Reproduce all of the material below word for word, with the pictures left out.

--- BEGIN Supplied records ---

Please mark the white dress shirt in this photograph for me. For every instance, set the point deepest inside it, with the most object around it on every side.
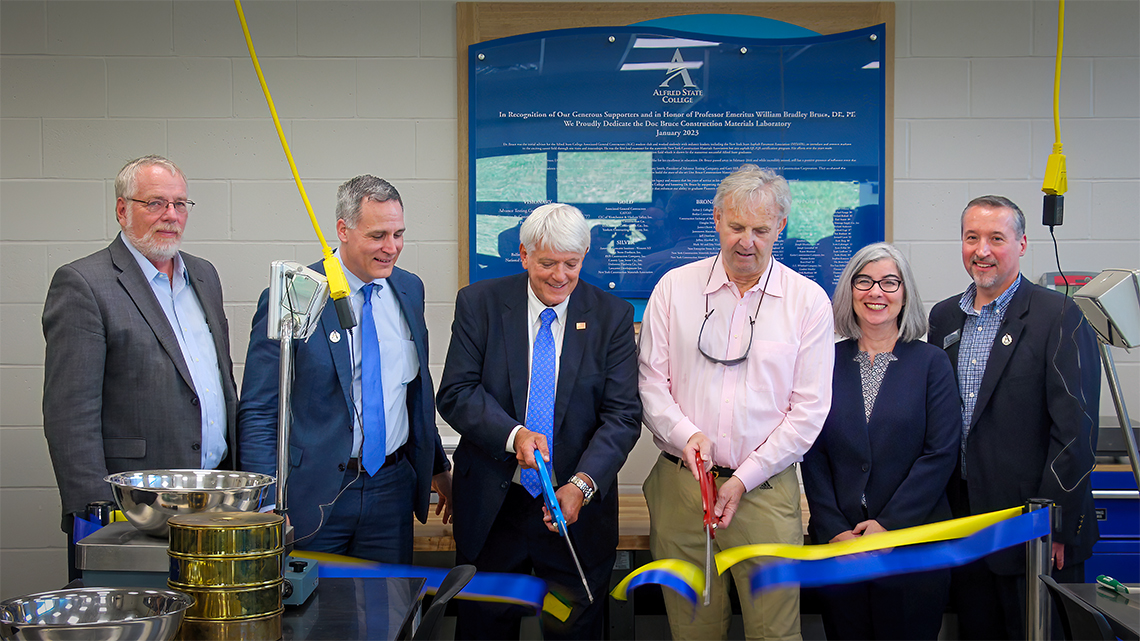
(399, 360)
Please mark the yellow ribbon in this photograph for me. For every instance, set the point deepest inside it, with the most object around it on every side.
(682, 570)
(929, 533)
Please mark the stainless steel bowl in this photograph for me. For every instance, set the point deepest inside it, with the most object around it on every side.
(95, 613)
(148, 498)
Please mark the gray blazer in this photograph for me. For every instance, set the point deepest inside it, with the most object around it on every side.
(117, 395)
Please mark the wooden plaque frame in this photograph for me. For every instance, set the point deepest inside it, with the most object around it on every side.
(478, 22)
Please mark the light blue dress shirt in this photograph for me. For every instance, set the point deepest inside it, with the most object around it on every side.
(399, 360)
(188, 321)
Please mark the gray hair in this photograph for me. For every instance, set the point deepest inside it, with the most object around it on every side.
(128, 176)
(351, 194)
(748, 183)
(912, 321)
(558, 227)
(998, 202)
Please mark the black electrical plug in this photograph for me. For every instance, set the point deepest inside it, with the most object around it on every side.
(1052, 212)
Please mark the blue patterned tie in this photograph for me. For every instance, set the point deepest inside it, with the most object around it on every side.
(540, 404)
(372, 389)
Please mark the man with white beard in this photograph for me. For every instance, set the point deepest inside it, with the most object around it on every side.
(137, 371)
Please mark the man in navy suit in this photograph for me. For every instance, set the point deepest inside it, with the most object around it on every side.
(339, 501)
(489, 396)
(1028, 372)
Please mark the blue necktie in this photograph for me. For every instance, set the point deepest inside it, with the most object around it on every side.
(540, 403)
(372, 389)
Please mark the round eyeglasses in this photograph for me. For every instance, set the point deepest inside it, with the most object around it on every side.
(751, 322)
(160, 205)
(888, 285)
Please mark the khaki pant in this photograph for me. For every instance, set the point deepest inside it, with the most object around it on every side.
(676, 532)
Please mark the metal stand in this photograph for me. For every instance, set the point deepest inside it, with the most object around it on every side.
(1122, 412)
(284, 410)
(1037, 561)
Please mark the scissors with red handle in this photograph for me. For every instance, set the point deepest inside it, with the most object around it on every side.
(708, 501)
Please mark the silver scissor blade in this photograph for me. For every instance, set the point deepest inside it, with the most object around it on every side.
(580, 573)
(708, 565)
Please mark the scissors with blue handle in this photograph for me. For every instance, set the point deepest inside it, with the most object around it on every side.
(560, 520)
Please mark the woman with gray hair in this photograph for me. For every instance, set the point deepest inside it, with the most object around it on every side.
(887, 448)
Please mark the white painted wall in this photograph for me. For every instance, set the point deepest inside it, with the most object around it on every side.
(369, 87)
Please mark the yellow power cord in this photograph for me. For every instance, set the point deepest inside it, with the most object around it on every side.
(338, 285)
(1056, 180)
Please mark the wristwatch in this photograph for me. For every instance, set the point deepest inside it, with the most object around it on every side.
(586, 491)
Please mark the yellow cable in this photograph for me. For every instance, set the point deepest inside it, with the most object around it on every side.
(1056, 181)
(338, 285)
(1057, 76)
(941, 530)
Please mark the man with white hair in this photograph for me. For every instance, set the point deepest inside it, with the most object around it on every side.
(737, 353)
(137, 372)
(540, 364)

--- END Supplied records ---

Full response »
Please mark the white dress shirt in this photograph for me. For every instance, set the point deepest inside it, with the most object around it on every side.
(399, 360)
Please mark the yellow ribbon in this photograph for me. For every instance, set the point deepest inside it, with the most object around it on every side.
(682, 570)
(929, 533)
Please mark the stainless steel bowl in this photograph for me. For every instance, set the point deepest inside it, with the most object around it on every side.
(95, 613)
(148, 498)
Please mark the gray blazer in this photograph for me. For every instance, set the point deepest inside it, with the most object around it on every side.
(117, 395)
Please mark the wooden plaque frame in this photograph for me. For every instance, set the point deepest inside it, with the most object around it on every side.
(478, 22)
Please mark the light blue dress shirt in this photograph for me. For every instance, set the point deepest inside it, with the most object around it on every side.
(399, 360)
(188, 321)
Please mark the gray hair in this photograph for me. For every instance, set the point deepest inside it, with the most object around it on every side.
(128, 176)
(351, 194)
(748, 183)
(912, 321)
(558, 227)
(998, 202)
Please mark the black electrical plug in this photograph for me. For every instance, set the point deepest inside it, with the most object around it on every side.
(1052, 212)
Please mark the blue patterned tie in this photograph for me. For every instance, set the point deepest inside it, with the most object around it on every side.
(540, 404)
(372, 389)
Please mark the man with white beard in this photograph for me. For every instance, set the point deepest inside it, with the most object around it on every side.
(137, 371)
Please mark the man in navy suit in this photograph for me. For every instance, set the point deepest inside it, with the most object around it on every side.
(339, 501)
(489, 396)
(1028, 372)
Please mark the blue necktie in this photograph for me. For every instance, set the point deepest inside it, with the most object around it on every side.
(540, 403)
(372, 389)
Please mark the round eyeglasses in this photograph for me. For every instance, set the point deepest inside it, with the most object around it on every side.
(751, 322)
(160, 205)
(888, 285)
Please mark the khaki pant in this photograph for me. For every instance, set the point deepest inside it, with the most object around it on every side.
(676, 532)
Please mark the metal stand in this photograph for me. For every instance, set the point deepest inside it, with the most object around it on every side.
(1122, 412)
(284, 410)
(1037, 561)
Please mark the scissors with red handle in this photograph for me. For every instance, set the point deepest inside it, with the most object around it on every side.
(708, 501)
Please mark the silver scissor blade in this photograph for me. For every instance, set the point deepest inside it, with the most object around it on every side.
(580, 573)
(708, 565)
Please mark the scissors with blue handle in this photograph for me. For every instance, set the point deepest inside it, with the most object around it on every side.
(560, 520)
Please mark the woman with gray hair in this photograph for me. For every instance, set the point deepest inside it, with the most object around it on every side.
(887, 448)
Please mark the white painted wall in this photograph for me. For every instance, set the point deepest inside it, with the most object around it on every side.
(369, 87)
Please mark the yellow power cord in this photograph for me. For every instance, set the point deepest inside it, with the most object around it on every side.
(338, 285)
(1056, 180)
Please mark the wristwatch in this photograph for me. For every instance, set the point deepest inside it, with the most object around it on every side.
(586, 491)
Please mark the yellow cable in this photograph for me. For every instance, set the point deepest inside it, with the most object around it on every side.
(1056, 181)
(338, 285)
(1057, 76)
(941, 530)
Please mark the man with white hair in this photograph for me. For every instance, set the point deepest inside it, with the most object around it on every side.
(737, 353)
(137, 372)
(540, 364)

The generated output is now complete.